*** Exercise text ***
There are a number of state and federal leadership programs available for companies to take the "next step" in going from polluter to partner in sustainability, and eventually to environmental leader. Many FORTUNE 500 companies have accepted the challenge and become environmental leaders. EPA has implemented the National Environmental Performance Track, which is an excellent way for companies to get recognition, become a lower priority for routine inspections, improve relationships with EPA, and enjoy networking opportunities with companies doing business with "environmentally friendly" companies. The criteria for becoming a performance track member are: EMS for the facility, two past environmental achievements, sustained compliance, continual environmental improvement, and commitment to community outreach. Currently, there are 337 businesses in EPA's performance track (see the full list on the EPA Web site cited below).
In our highly industrialized society, pollution has become an unfortunate byproduct of growth and the consumer lifestyle. Industrial facilities have a variety of compliance issues to deal with (air, stormwater, hazardous and solid wastes, wastewater, etc.). The first step in any company's progression is an assessment of their current compliance status and identification of areas of non-compliance (i.e., compliance audit). Some states have an "audit privilege" provision, which allows them to develop a plan and implementation schedule for environmental compliance without being subject to state and/or federal regulation (enforcement). As companies mature in their environmental stewardship, they implement P2 and sustainability strategies and partner with governmental environmental leadership programs.
*** End of Exercise text ***
*** Information supplied ***
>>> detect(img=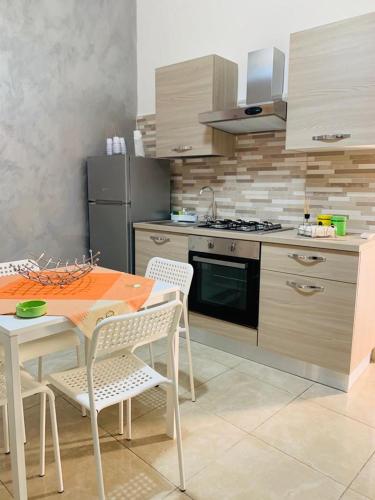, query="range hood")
[199,47,287,134]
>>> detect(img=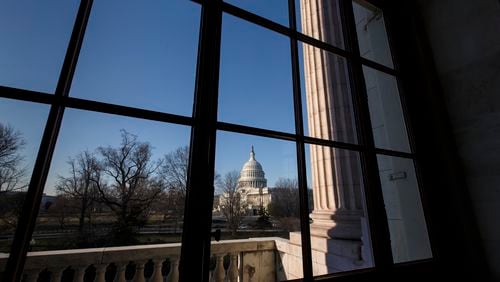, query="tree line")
[0,123,308,248]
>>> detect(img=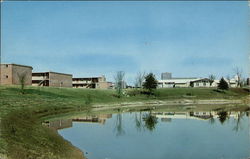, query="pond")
[50,110,250,159]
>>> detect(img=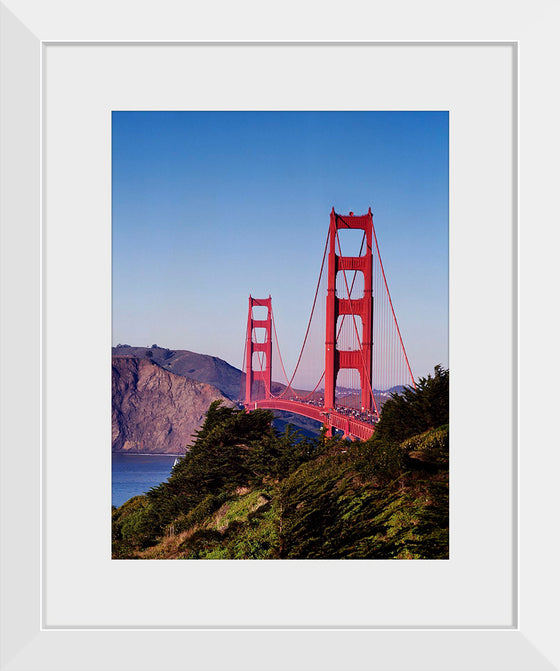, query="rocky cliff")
[113,345,245,401]
[112,356,233,454]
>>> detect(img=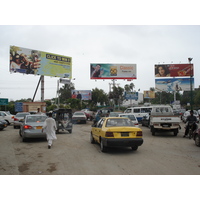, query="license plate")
*** End of Information supplied ***
Copy the passage from "In our highly" up to and including "environmental leadership programs.", renaming "byproduct" to "side effect" everywhere it appears. Work only from the passage, not the data.

(Answer below)
In our highly industrialized society, pollution has become an unfortunate side effect of growth and the consumer lifestyle. Industrial facilities have a variety of compliance issues to deal with (air, stormwater, hazardous and solid wastes, wastewater, etc.). The first step in any company's progression is an assessment of their current compliance status and identification of areas of non-compliance (i.e., compliance audit). Some states have an "audit privilege" provision, which allows them to develop a plan and implementation schedule for environmental compliance without being subject to state and/or federal regulation (enforcement). As companies mature in their environmental stewardship, they implement P2 and sustainability strategies and partner with governmental environmental leadership programs.